Énoncé A: Pouvez-vous résumer en deux phrases le texte sur la surveillance d'Internet par l'employeur ?
Énoncé B: Rédigez la suite du texte sur la surveillance d'Internet par l'employeur, en reprenant après sa dernière phrase.

Texte de lecture:
========

L’employeur peut donc contrôler l’utilisation d’Internet par ses salariés, l’objectif étant de sécuriser sa société en mettant en place un dispositif de filtrage de sites non autorisés ou en interdisant l’accès à la messagerie personnelle de ses salariés. Cette surveillance ne doit pas être effectuée à l’insu des salariés. L’employeur est donc tenu de les informer de la mise en place d’un dispositif de surveillance. Il peut le faire par l’intermédiaire d’une charte informatique, un avenant au contrat, un courrier d’information transmis avec le bulletin de paie…
Il est fortement conseillé aux entreprises de rédiger une charte de l’utilisation des réseaux sociaux qui aborde cet aspect et qui peut également prévoir qu’un salarié ne peut mentionner une entreprise sans son accord sur un réseau, ni évoquer ses missions, etc.
Quant au recrutement d’un nouveau collaborateur, des entreprises se sont spécialisées dans la vérification des CV des candidats à l’embauche et les plus sérieuses sollicitent, de la part des personnes sur lesquelles elles procèdent à des vérifications, un accord préalable.

========

[Lignes d'annotation de position]

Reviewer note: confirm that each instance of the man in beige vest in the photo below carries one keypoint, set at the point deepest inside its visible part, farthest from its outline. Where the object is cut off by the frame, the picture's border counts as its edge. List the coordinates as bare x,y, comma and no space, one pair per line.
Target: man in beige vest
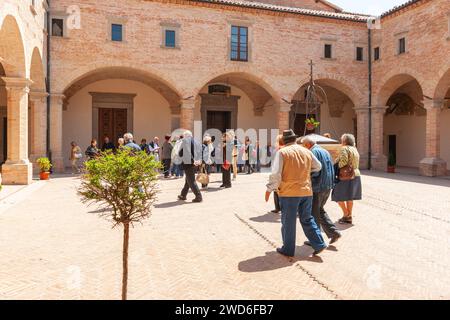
291,178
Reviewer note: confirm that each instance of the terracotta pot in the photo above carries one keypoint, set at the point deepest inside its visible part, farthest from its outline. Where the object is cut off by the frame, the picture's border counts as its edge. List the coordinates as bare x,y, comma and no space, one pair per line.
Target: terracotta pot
391,169
44,175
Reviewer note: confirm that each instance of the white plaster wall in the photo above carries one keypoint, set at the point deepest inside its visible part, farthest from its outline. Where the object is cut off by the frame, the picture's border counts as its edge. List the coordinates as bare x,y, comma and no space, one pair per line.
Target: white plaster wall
445,136
152,115
410,131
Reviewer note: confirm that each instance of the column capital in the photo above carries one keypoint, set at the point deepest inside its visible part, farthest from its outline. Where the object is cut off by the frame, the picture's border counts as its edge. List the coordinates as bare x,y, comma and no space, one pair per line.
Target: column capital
379,109
431,104
17,83
38,96
361,109
188,103
57,98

========

Réponse attendue A: L'employeur peut contrôler l'usage d'Internet par ses salariés pour sécuriser sa société, à condition de les en informer, par exemple au moyen d'une charte informatique, et il est fortement conseillé de rédiger aussi une charte sur les réseaux sociaux. Pour le recrutement, des entreprises se sont spécialisées dans la vérification des CV, et les plus sérieuses demandent l'accord préalable des personnes concernées.

Réponse attendue B:
La législation sur les réseaux sociaux (dont une infime partie a été abordée dans cet article), et d’une manière plus générale sur Internet, mérite d’être adaptée et sans doute avec un prisme différent que celui qui a été abordé : celui ou celle qui se raconte sur Internet sans retenue et sans pudeur peut-il encore prétendre à la protection de sa vie privée et avoir encore un contrôle sur ses informations ? À notre sens non. Et à trop vouloir contrôler l’expression des internautes, ne va-t-on pas vers une forme de censure, une parole unique fade et inutilement consensuelle ?
Liberté chérie, ton nom n’est-il pas en train d’être effacé ?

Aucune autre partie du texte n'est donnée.